EXERCISE DATA |
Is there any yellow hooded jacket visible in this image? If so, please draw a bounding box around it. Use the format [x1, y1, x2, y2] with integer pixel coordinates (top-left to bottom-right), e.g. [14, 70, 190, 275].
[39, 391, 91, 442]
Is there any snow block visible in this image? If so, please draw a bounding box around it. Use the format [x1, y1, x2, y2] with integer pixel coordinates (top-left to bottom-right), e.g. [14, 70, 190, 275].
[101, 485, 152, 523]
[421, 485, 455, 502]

==

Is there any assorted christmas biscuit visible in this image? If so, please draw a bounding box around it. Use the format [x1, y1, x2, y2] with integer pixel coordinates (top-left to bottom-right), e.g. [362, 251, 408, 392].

* * *

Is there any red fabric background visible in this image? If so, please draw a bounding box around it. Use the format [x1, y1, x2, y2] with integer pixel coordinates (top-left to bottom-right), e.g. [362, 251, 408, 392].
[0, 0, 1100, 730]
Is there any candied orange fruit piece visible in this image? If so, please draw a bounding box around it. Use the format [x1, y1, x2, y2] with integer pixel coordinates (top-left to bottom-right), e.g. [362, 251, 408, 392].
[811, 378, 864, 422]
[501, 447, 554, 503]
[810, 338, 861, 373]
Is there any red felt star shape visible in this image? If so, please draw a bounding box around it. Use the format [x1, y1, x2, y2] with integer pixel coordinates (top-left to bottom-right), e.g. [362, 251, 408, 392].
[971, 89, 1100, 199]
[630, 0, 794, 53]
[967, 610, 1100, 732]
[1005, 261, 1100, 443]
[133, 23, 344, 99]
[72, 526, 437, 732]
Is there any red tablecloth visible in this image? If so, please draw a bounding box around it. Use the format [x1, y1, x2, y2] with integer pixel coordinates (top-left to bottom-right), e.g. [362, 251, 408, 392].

GIVEN INSTRUCTION |
Rewrite the part that opens with the line containing "Is there any candied" and closes with the line containing "[72, 526, 437, 732]", putting "dried orange slice" in place of "candied orange fruit piece" and leaving everything else untouched; return only those lines.

FULL OUTPUT |
Is there any dried orange slice visible in this image? If so, please draw a bounding box around it. Use the format [x1, y1, x2, y2] with integer pixel coordinates (top-left to bottom-right), e.g. [362, 251, 408, 392].
[811, 378, 864, 422]
[501, 447, 554, 503]
[810, 338, 861, 373]
Is there any red felt star shape visible in this image? If so, please draw a bounding box around it. Use the format [x1, y1, x2, y2] with integer pixel coordinates (top-left to bottom-right), e.g. [362, 251, 408, 392].
[971, 89, 1100, 199]
[630, 0, 794, 53]
[967, 610, 1100, 732]
[1005, 261, 1100, 443]
[133, 23, 344, 99]
[72, 526, 437, 732]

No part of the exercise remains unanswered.